Exercices:
1. Relevez tous les emplois des guillemets que donne la définition du texte sur la ponctuation.
2. Recopiez, s'il vous plaît, le passage du texte sur la ponctuation qui commence par les mots contenant « Quand on dit » et se termine par « ici des guillemets. ».

Texte de la page:
Quand on dit que les Français n’aiment pas
écrire, on se trompe. Ils écrivent, même quand ils parlent !
Il n’y a qu’à voir, ou plutôt les écouter.
Ils mettent à l’oral, comme dans les textes qu’ils écrivent, une ponctuation
forcée partout. Je ne parle pas des majuscules, on ne les entend guère,
celles-ci ; bien que l’influence anglo-américaine ait frappé à l’écrit :
on les surprend en tête des noms de jours de la semaine et des mois, ou des
saisons ; chacun oubliant la façon
dont ils étaient inscrits au tableau noir de notre enfance, à savoir, en
minuscules*. Non, je veux parler ici des guillemets.
Rappel :
Guillemets, n.m : Signe typographique
que l’on emploie par paires (« … ») pour isoler un mot, un groupe de
mots, etc., cités ou rapportés, pour indiquer un sens, pour se distancier d’un
emploi ou pour mettre en valeur.

Documents sources:

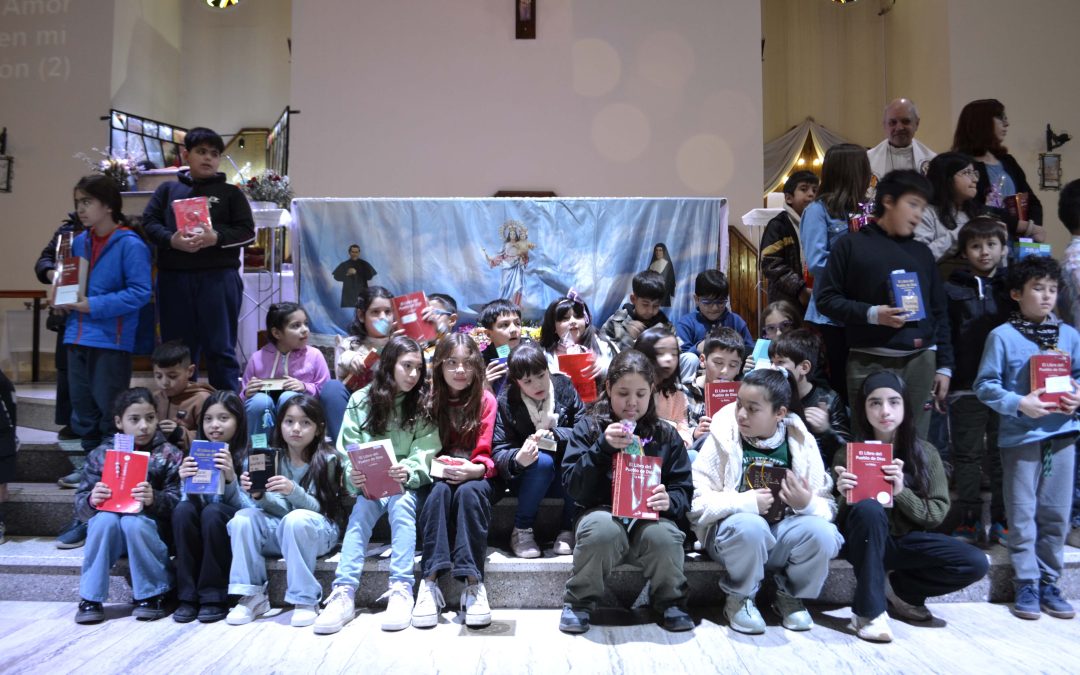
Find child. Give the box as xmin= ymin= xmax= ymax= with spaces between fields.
xmin=760 ymin=171 xmax=818 ymax=310
xmin=244 ymin=302 xmax=330 ymax=438
xmin=314 ymin=336 xmax=440 ymax=635
xmin=558 ymin=349 xmax=693 ymax=633
xmin=413 ymin=333 xmax=497 ymax=627
xmin=939 ymin=217 xmax=1012 ymax=545
xmin=225 ymin=394 xmax=345 ymax=627
xmin=171 ymin=388 xmax=254 ymax=623
xmin=150 ymin=340 xmax=214 ymax=451
xmin=690 ymin=368 xmax=843 ymax=634
xmin=769 ymin=328 xmax=851 ymax=467
xmin=675 ymin=270 xmax=754 ymax=352
xmin=491 ymin=342 xmax=584 ymax=558
xmin=75 ymin=387 xmax=183 ymax=623
xmin=143 ymin=126 xmax=255 ymax=390
xmin=814 ymin=166 xmax=953 ymax=438
xmin=975 ymin=256 xmax=1080 ymax=619
xmin=833 ymin=370 xmax=989 ymax=643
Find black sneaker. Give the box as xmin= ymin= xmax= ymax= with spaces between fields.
xmin=75 ymin=600 xmax=105 ymax=623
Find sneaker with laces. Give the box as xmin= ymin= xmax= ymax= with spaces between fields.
xmin=314 ymin=586 xmax=356 ymax=635
xmin=461 ymin=581 xmax=491 ymax=627
xmin=413 ymin=579 xmax=446 ymax=629
xmin=225 ymin=591 xmax=270 ymax=625
xmin=379 ymin=581 xmax=413 ymax=631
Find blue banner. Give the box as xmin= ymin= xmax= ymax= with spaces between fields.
xmin=292 ymin=199 xmax=728 ymax=336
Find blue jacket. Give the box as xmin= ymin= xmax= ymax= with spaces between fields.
xmin=64 ymin=228 xmax=151 ymax=352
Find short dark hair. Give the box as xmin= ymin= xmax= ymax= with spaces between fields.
xmin=693 ymin=270 xmax=728 ymax=299
xmin=480 ymin=298 xmax=522 ymax=328
xmin=874 ymin=168 xmax=934 ymax=217
xmin=184 ymin=126 xmax=225 ymax=152
xmin=630 ymin=270 xmax=667 ymax=300
xmin=150 ymin=340 xmax=191 ymax=368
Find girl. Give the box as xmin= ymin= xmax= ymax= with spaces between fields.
xmin=558 ymin=349 xmax=693 ymax=633
xmin=413 ymin=333 xmax=497 ymax=627
xmin=75 ymin=387 xmax=183 ymax=623
xmin=491 ymin=342 xmax=587 ymax=558
xmin=833 ymin=370 xmax=987 ymax=643
xmin=225 ymin=394 xmax=341 ymax=626
xmin=314 ymin=336 xmax=440 ymax=635
xmin=799 ymin=143 xmax=870 ymax=396
xmin=173 ymin=391 xmax=254 ymax=623
xmin=690 ymin=369 xmax=843 ymax=634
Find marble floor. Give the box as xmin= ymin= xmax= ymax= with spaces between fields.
xmin=0 ymin=602 xmax=1080 ymax=675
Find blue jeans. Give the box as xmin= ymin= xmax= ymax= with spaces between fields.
xmin=228 ymin=508 xmax=338 ymax=605
xmin=334 ymin=490 xmax=417 ymax=589
xmin=79 ymin=511 xmax=173 ymax=603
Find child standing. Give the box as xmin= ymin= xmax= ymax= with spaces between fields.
xmin=975 ymin=256 xmax=1080 ymax=619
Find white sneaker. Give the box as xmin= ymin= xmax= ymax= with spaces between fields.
xmin=461 ymin=582 xmax=491 ymax=627
xmin=314 ymin=586 xmax=356 ymax=635
xmin=851 ymin=611 xmax=892 ymax=643
xmin=413 ymin=579 xmax=446 ymax=629
xmin=379 ymin=581 xmax=413 ymax=631
xmin=225 ymin=591 xmax=270 ymax=625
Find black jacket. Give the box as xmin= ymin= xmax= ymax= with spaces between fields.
xmin=143 ymin=170 xmax=255 ymax=270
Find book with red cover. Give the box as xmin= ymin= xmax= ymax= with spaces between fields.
xmin=558 ymin=352 xmax=596 ymax=403
xmin=173 ymin=197 xmax=214 ymax=234
xmin=705 ymin=382 xmax=742 ymax=417
xmin=97 ymin=448 xmax=150 ymax=513
xmin=1029 ymin=352 xmax=1072 ymax=405
xmin=393 ymin=291 xmax=438 ymax=342
xmin=348 ymin=438 xmax=405 ymax=499
xmin=611 ymin=453 xmax=663 ymax=521
xmin=846 ymin=443 xmax=892 ymax=509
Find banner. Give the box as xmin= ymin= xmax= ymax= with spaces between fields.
xmin=292 ymin=198 xmax=728 ymax=336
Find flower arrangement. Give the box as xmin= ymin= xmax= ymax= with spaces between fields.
xmin=240 ymin=168 xmax=293 ymax=208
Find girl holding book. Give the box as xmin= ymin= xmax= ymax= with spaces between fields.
xmin=75 ymin=387 xmax=183 ymax=623
xmin=491 ymin=342 xmax=584 ymax=558
xmin=690 ymin=368 xmax=843 ymax=634
xmin=413 ymin=333 xmax=497 ymax=627
xmin=314 ymin=336 xmax=440 ymax=635
xmin=833 ymin=370 xmax=988 ymax=643
xmin=558 ymin=349 xmax=693 ymax=633
xmin=225 ymin=394 xmax=341 ymax=626
xmin=173 ymin=390 xmax=254 ymax=623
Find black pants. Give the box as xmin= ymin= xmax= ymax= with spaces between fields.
xmin=420 ymin=478 xmax=491 ymax=581
xmin=840 ymin=499 xmax=989 ymax=619
xmin=173 ymin=501 xmax=237 ymax=605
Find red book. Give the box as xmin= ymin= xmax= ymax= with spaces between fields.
xmin=97 ymin=449 xmax=150 ymax=513
xmin=705 ymin=382 xmax=742 ymax=417
xmin=558 ymin=352 xmax=596 ymax=403
xmin=349 ymin=438 xmax=405 ymax=499
xmin=846 ymin=443 xmax=892 ymax=509
xmin=393 ymin=291 xmax=438 ymax=342
xmin=173 ymin=197 xmax=214 ymax=234
xmin=1029 ymin=352 xmax=1072 ymax=405
xmin=611 ymin=453 xmax=662 ymax=521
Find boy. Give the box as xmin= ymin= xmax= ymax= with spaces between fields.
xmin=150 ymin=340 xmax=214 ymax=451
xmin=143 ymin=126 xmax=255 ymax=391
xmin=813 ymin=170 xmax=953 ymax=438
xmin=945 ymin=217 xmax=1012 ymax=545
xmin=675 ymin=270 xmax=754 ymax=353
xmin=760 ymin=171 xmax=818 ymax=311
xmin=769 ymin=328 xmax=851 ymax=467
xmin=975 ymin=256 xmax=1080 ymax=619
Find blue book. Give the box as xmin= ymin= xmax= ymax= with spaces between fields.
xmin=184 ymin=441 xmax=229 ymax=495
xmin=889 ymin=270 xmax=927 ymax=321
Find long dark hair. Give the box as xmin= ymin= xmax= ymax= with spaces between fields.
xmin=195 ymin=389 xmax=247 ymax=475
xmin=363 ymin=335 xmax=428 ymax=435
xmin=273 ymin=394 xmax=341 ymax=521
xmin=426 ymin=333 xmax=484 ymax=449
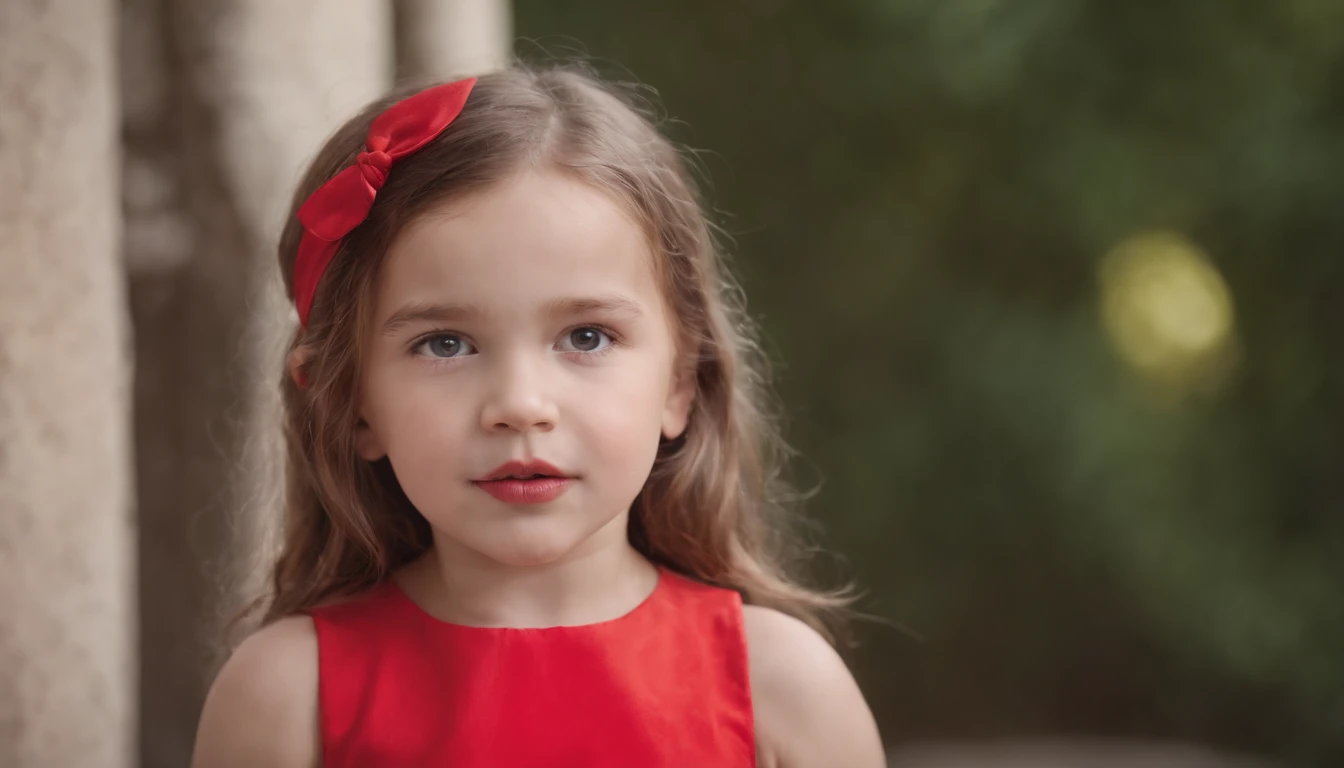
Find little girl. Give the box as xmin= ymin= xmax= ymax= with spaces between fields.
xmin=194 ymin=69 xmax=883 ymax=768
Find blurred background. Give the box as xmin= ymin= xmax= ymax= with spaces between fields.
xmin=0 ymin=0 xmax=1344 ymax=767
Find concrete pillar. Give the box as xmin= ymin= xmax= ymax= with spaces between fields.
xmin=394 ymin=0 xmax=513 ymax=81
xmin=0 ymin=0 xmax=134 ymax=768
xmin=122 ymin=0 xmax=392 ymax=768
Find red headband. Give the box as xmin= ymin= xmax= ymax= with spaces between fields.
xmin=294 ymin=78 xmax=476 ymax=327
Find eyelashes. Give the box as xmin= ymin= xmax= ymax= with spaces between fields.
xmin=407 ymin=323 xmax=625 ymax=364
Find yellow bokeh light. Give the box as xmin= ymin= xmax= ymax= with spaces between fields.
xmin=1099 ymin=231 xmax=1232 ymax=381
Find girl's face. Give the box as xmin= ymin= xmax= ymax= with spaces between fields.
xmin=358 ymin=171 xmax=692 ymax=566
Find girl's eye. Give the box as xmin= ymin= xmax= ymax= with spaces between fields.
xmin=415 ymin=334 xmax=476 ymax=358
xmin=562 ymin=325 xmax=612 ymax=352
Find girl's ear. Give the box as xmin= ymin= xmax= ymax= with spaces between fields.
xmin=663 ymin=369 xmax=695 ymax=440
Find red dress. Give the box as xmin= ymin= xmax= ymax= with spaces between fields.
xmin=309 ymin=569 xmax=755 ymax=768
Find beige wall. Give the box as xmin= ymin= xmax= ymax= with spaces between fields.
xmin=0 ymin=0 xmax=134 ymax=767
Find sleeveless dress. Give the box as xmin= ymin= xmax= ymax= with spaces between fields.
xmin=309 ymin=569 xmax=755 ymax=768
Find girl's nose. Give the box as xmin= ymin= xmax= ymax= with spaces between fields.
xmin=481 ymin=359 xmax=559 ymax=432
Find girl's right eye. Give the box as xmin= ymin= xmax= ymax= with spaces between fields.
xmin=413 ymin=334 xmax=476 ymax=359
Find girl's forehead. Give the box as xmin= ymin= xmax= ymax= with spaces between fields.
xmin=378 ymin=171 xmax=659 ymax=317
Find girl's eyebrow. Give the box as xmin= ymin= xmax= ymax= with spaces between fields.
xmin=544 ymin=293 xmax=644 ymax=319
xmin=383 ymin=301 xmax=485 ymax=334
xmin=383 ymin=293 xmax=644 ymax=335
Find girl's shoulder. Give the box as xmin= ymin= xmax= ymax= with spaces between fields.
xmin=192 ymin=615 xmax=320 ymax=768
xmin=742 ymin=605 xmax=884 ymax=768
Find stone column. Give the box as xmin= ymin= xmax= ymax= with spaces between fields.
xmin=394 ymin=0 xmax=513 ymax=81
xmin=122 ymin=0 xmax=392 ymax=768
xmin=0 ymin=0 xmax=134 ymax=768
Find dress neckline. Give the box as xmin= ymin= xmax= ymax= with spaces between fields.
xmin=383 ymin=566 xmax=673 ymax=635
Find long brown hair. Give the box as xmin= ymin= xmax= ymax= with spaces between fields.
xmin=253 ymin=66 xmax=847 ymax=640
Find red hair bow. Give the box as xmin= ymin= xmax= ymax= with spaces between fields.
xmin=294 ymin=78 xmax=476 ymax=327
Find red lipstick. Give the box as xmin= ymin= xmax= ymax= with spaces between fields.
xmin=472 ymin=460 xmax=574 ymax=504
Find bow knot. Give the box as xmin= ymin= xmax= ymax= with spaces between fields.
xmin=294 ymin=78 xmax=476 ymax=327
xmin=355 ymin=149 xmax=392 ymax=191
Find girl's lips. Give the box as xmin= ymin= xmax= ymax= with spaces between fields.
xmin=472 ymin=476 xmax=574 ymax=504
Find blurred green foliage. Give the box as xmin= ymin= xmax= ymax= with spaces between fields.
xmin=515 ymin=0 xmax=1344 ymax=765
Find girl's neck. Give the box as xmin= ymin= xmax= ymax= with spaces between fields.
xmin=394 ymin=526 xmax=659 ymax=628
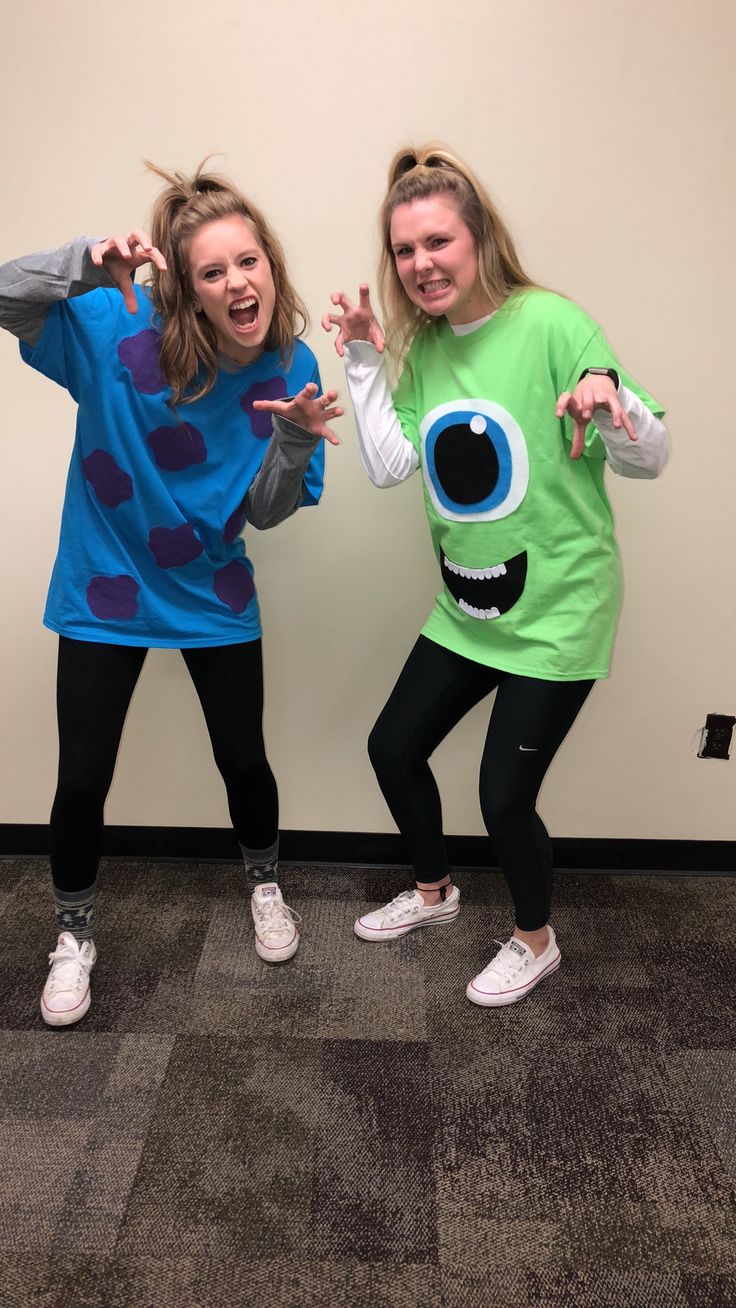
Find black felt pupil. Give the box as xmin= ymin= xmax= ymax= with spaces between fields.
xmin=434 ymin=422 xmax=498 ymax=504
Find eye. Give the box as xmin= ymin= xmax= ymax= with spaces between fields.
xmin=420 ymin=400 xmax=529 ymax=522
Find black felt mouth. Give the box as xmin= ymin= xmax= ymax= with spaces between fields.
xmin=439 ymin=549 xmax=527 ymax=617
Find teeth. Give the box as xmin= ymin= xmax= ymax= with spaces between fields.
xmin=444 ymin=555 xmax=506 ymax=581
xmin=458 ymin=599 xmax=501 ymax=619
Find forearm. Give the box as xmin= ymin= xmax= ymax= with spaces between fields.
xmin=594 ymin=385 xmax=669 ymax=479
xmin=246 ymin=415 xmax=320 ymax=531
xmin=0 ymin=237 xmax=114 ymax=345
xmin=345 ymin=340 xmax=420 ymax=488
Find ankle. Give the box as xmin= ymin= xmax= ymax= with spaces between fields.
xmin=514 ymin=926 xmax=550 ymax=959
xmin=417 ymin=876 xmax=452 ymax=908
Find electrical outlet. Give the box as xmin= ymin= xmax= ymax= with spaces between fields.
xmin=698 ymin=713 xmax=736 ymax=759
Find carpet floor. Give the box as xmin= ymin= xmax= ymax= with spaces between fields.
xmin=0 ymin=859 xmax=736 ymax=1308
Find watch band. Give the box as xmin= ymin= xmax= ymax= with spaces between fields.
xmin=578 ymin=368 xmax=621 ymax=390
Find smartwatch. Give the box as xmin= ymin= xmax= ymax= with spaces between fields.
xmin=578 ymin=368 xmax=621 ymax=390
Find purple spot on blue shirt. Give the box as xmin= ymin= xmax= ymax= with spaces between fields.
xmin=82 ymin=450 xmax=133 ymax=509
xmin=212 ymin=560 xmax=255 ymax=613
xmin=148 ymin=522 xmax=204 ymax=568
xmin=118 ymin=327 xmax=167 ymax=395
xmin=241 ymin=377 xmax=286 ymax=441
xmin=86 ymin=573 xmax=139 ymax=619
xmin=146 ymin=422 xmax=207 ymax=472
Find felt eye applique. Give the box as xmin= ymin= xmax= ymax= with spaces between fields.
xmin=420 ymin=400 xmax=529 ymax=522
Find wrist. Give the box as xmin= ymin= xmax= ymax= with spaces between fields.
xmin=578 ymin=368 xmax=621 ymax=390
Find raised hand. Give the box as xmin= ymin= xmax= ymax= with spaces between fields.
xmin=322 ymin=281 xmax=386 ymax=358
xmin=554 ymin=373 xmax=638 ymax=459
xmin=90 ymin=228 xmax=166 ymax=314
xmin=254 ymin=382 xmax=345 ymax=445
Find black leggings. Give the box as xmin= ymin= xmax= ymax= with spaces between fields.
xmin=369 ymin=636 xmax=594 ymax=931
xmin=50 ymin=636 xmax=278 ymax=891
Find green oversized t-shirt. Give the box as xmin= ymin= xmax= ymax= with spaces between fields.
xmin=393 ymin=289 xmax=664 ymax=681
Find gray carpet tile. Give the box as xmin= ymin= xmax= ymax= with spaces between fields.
xmin=0 ymin=859 xmax=736 ymax=1308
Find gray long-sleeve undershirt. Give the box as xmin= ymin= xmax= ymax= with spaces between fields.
xmin=0 ymin=237 xmax=320 ymax=531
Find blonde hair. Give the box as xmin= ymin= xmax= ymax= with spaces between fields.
xmin=378 ymin=141 xmax=536 ymax=360
xmin=144 ymin=160 xmax=309 ymax=404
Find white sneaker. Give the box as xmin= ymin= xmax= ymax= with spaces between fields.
xmin=465 ymin=927 xmax=562 ymax=1008
xmin=41 ymin=931 xmax=97 ymax=1027
xmin=353 ymin=886 xmax=460 ymax=940
xmin=251 ymin=882 xmax=302 ymax=963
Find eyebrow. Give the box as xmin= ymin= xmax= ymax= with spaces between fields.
xmin=391 ymin=228 xmax=450 ymax=250
xmin=195 ymin=246 xmax=263 ymax=272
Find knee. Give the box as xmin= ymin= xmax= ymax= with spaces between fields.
xmin=54 ymin=768 xmax=110 ymax=812
xmin=480 ymin=790 xmax=533 ymax=837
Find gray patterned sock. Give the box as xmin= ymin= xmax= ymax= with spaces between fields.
xmin=241 ymin=838 xmax=278 ymax=889
xmin=54 ymin=882 xmax=95 ymax=944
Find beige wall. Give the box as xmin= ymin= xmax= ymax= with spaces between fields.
xmin=0 ymin=0 xmax=736 ymax=840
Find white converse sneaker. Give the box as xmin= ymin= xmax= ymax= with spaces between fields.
xmin=353 ymin=886 xmax=460 ymax=940
xmin=41 ymin=931 xmax=97 ymax=1027
xmin=251 ymin=882 xmax=302 ymax=963
xmin=465 ymin=927 xmax=562 ymax=1008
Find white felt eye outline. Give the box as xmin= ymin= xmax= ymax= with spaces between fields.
xmin=420 ymin=399 xmax=529 ymax=522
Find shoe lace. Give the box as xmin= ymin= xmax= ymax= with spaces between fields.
xmin=484 ymin=940 xmax=528 ymax=982
xmin=256 ymin=900 xmax=302 ymax=937
xmin=47 ymin=944 xmax=88 ymax=994
xmin=380 ymin=891 xmax=417 ymax=921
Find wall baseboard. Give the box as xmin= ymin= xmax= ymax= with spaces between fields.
xmin=0 ymin=823 xmax=736 ymax=876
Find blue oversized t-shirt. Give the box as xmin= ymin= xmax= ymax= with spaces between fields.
xmin=21 ymin=286 xmax=324 ymax=649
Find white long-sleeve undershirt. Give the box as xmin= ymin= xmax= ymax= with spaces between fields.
xmin=344 ymin=334 xmax=669 ymax=489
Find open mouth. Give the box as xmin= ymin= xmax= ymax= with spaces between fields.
xmin=439 ymin=549 xmax=527 ymax=621
xmin=229 ymin=296 xmax=258 ymax=331
xmin=420 ymin=277 xmax=450 ymax=298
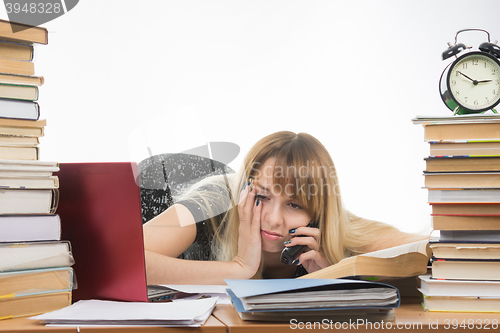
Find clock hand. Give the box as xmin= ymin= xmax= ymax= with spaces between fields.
xmin=458 ymin=71 xmax=477 ymax=82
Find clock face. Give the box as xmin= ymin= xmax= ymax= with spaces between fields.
xmin=447 ymin=52 xmax=500 ymax=111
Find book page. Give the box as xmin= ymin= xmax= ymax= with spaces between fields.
xmin=359 ymin=240 xmax=429 ymax=258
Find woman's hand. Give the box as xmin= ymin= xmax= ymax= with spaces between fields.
xmin=285 ymin=227 xmax=329 ymax=273
xmin=233 ymin=181 xmax=262 ymax=278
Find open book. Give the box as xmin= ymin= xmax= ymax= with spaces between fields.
xmin=299 ymin=240 xmax=431 ymax=279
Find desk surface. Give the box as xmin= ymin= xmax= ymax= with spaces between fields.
xmin=0 ymin=298 xmax=500 ymax=333
xmin=0 ymin=316 xmax=227 ymax=333
xmin=213 ymin=298 xmax=500 ymax=333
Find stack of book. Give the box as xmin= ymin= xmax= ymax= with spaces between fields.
xmin=0 ymin=20 xmax=73 ymax=319
xmin=413 ymin=115 xmax=500 ymax=312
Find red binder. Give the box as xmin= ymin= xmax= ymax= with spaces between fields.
xmin=56 ymin=162 xmax=147 ymax=302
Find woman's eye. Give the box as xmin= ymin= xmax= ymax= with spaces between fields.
xmin=290 ymin=202 xmax=302 ymax=209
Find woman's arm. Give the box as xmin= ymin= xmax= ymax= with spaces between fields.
xmin=143 ymin=204 xmax=252 ymax=284
xmin=143 ymin=186 xmax=262 ymax=284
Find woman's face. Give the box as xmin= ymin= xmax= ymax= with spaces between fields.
xmin=254 ymin=159 xmax=311 ymax=252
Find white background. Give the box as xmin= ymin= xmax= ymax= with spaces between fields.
xmin=0 ymin=0 xmax=500 ymax=231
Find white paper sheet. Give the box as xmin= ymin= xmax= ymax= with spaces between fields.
xmin=165 ymin=284 xmax=231 ymax=304
xmin=30 ymin=298 xmax=217 ymax=326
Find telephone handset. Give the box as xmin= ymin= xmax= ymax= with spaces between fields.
xmin=281 ymin=221 xmax=318 ymax=265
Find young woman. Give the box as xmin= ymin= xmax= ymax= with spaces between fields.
xmin=144 ymin=132 xmax=427 ymax=284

Corrigé des exercices:
1.
- isoler un mot, un groupe de mots, etc., cités ou rapportés
- indiquer un sens
- se distancier d'un emploi
- mettre en valeur

2.
Quand on dit que les Français n’aiment pas
écrire, on se trompe. Ils écrivent, même quand ils parlent !
Il n’y a qu’à voir, ou plutôt les écouter.
Ils mettent à l’oral, comme dans les textes qu’ils écrivent, une ponctuation
forcée partout. Je ne parle pas des majuscules, on ne les entend guère,
celles-ci ; bien que l’influence anglo-américaine ait frappé à l’écrit :
on les surprend en tête des noms de jours de la semaine et des mois, ou des
saisons ; chacun oubliant la façon
dont ils étaient inscrits au tableau noir de notre enfance, à savoir, en
minuscules*. Non, je veux parler ici des guillemets.